LISTED ENTRIES:
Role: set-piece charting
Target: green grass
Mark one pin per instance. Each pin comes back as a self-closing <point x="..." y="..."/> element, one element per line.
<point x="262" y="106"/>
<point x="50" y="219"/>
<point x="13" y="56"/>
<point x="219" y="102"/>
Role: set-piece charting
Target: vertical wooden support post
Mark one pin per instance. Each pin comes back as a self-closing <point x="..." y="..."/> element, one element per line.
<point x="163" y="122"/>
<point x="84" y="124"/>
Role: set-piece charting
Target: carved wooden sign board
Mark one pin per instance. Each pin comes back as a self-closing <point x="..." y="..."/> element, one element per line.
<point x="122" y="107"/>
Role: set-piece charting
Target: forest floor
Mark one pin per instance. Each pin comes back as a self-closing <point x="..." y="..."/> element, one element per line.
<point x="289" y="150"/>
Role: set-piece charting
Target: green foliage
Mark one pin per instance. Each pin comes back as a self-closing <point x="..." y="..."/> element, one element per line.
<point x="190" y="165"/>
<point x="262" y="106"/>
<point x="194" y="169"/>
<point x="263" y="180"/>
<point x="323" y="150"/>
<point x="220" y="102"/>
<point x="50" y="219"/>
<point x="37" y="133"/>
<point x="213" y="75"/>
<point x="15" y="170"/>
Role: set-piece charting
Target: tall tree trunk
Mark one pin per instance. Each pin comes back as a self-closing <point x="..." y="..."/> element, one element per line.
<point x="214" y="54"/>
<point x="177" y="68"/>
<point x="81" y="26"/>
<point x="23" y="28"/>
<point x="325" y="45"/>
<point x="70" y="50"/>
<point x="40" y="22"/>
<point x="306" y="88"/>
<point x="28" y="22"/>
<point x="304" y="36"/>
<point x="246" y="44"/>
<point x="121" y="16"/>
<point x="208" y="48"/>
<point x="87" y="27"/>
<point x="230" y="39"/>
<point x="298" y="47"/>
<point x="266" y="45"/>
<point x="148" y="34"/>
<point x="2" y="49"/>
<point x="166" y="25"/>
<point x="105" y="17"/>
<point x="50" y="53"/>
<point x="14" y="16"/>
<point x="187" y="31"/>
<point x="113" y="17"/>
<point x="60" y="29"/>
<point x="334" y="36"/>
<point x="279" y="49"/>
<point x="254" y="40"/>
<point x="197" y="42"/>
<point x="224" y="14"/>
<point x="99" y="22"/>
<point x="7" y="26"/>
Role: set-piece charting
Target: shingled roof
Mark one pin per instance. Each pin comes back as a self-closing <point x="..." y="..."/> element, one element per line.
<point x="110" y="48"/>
...
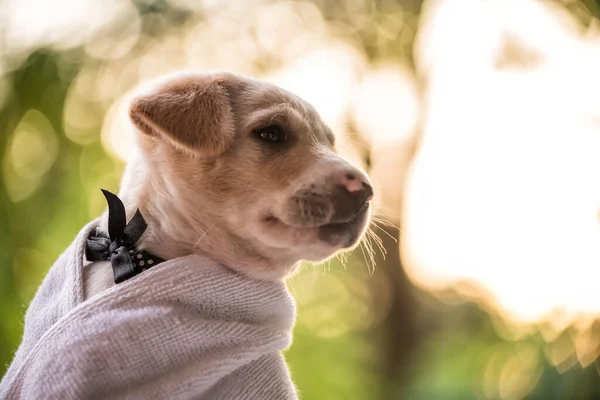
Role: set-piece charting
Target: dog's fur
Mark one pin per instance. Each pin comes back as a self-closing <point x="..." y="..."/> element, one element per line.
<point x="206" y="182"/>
* * *
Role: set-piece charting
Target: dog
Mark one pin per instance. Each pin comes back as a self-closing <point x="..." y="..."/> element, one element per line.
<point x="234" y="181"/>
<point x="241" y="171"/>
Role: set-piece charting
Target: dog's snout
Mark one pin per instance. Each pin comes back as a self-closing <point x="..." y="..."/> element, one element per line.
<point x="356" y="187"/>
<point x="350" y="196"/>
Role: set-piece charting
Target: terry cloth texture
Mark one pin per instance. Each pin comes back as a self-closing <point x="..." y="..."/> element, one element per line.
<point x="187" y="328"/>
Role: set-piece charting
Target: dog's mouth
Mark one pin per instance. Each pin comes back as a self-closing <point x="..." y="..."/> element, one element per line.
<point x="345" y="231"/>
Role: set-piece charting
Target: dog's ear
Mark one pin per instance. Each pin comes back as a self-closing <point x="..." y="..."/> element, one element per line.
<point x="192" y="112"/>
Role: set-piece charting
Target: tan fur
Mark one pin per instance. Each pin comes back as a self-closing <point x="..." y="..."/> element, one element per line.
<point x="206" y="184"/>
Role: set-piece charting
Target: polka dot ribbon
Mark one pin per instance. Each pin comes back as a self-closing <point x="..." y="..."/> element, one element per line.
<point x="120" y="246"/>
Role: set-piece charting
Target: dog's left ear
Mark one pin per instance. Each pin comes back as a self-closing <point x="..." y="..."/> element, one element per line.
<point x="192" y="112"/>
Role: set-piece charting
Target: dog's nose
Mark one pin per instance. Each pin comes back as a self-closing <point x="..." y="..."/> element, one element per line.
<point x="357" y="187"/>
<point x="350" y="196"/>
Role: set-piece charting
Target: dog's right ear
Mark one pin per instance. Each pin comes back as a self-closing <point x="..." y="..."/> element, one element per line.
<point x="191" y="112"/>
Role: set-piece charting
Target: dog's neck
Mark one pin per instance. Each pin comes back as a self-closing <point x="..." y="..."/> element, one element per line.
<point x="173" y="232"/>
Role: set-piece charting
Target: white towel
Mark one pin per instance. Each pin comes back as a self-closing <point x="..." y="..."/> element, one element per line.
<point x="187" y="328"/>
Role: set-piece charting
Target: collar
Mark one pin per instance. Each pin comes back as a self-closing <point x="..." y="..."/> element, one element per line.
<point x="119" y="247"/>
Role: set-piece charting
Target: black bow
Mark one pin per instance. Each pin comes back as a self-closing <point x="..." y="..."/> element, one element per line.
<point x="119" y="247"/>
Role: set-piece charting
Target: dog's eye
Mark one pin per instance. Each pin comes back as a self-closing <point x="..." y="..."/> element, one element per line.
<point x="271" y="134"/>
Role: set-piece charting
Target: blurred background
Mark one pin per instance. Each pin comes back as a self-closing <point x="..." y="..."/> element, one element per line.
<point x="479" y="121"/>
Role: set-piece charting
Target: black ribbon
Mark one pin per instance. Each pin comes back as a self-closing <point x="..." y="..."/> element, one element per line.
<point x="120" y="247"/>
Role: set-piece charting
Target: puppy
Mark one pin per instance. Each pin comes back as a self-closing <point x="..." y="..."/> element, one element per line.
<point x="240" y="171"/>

WHAT IS NEEDED: For each line of the material that contains the word "wooden", make a copy.

COMPLETED TASK:
Target: vertical wooden support post
Target: carved wooden sign board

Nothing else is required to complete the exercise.